→ **WHAT THIS TASK INVOLVES**
Bring together copies of the lines in the data below that contain the word "blossoming".

→ **DATASET EXCERPTS**
————————
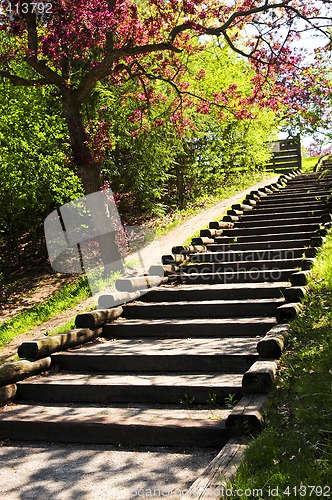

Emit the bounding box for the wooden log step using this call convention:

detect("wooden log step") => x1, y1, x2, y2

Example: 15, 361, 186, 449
257, 324, 290, 358
103, 317, 277, 339
51, 337, 259, 373
240, 209, 325, 222
236, 216, 322, 228
16, 372, 244, 404
115, 275, 167, 292
171, 245, 206, 255
121, 298, 284, 319
276, 302, 304, 322
0, 403, 231, 447
176, 268, 295, 284
246, 202, 327, 215
242, 360, 278, 394
140, 283, 290, 302
189, 248, 306, 263
258, 194, 329, 208
208, 221, 234, 230
206, 238, 311, 252
0, 384, 17, 406
290, 270, 312, 286
98, 290, 142, 308
182, 437, 249, 500
264, 187, 331, 196
17, 328, 103, 360
225, 394, 269, 436
75, 307, 123, 328
0, 358, 51, 386
276, 188, 332, 196
222, 223, 320, 237
179, 258, 304, 274
214, 230, 316, 244
283, 286, 308, 302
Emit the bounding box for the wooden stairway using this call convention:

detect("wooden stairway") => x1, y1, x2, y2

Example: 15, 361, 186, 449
0, 168, 331, 447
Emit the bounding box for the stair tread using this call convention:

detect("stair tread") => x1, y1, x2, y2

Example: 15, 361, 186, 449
108, 316, 276, 326
0, 403, 231, 428
52, 337, 259, 356
150, 282, 290, 291
124, 298, 285, 307
17, 372, 244, 387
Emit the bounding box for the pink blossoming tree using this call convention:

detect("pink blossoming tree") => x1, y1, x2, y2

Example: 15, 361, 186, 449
1, 0, 331, 195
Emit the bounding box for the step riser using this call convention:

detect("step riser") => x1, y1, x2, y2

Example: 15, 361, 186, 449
52, 354, 258, 373
122, 302, 281, 319
181, 260, 302, 273
16, 385, 242, 405
0, 421, 229, 447
141, 287, 286, 301
103, 321, 275, 338
214, 232, 314, 244
206, 239, 310, 251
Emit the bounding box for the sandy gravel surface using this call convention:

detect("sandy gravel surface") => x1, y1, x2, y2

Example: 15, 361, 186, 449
0, 442, 218, 500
————————
→ **SOLUTION**
Emit the bounding box for the pink blossoming tree using this call convention:
detect("pink blossoming tree") => x1, y1, x2, y2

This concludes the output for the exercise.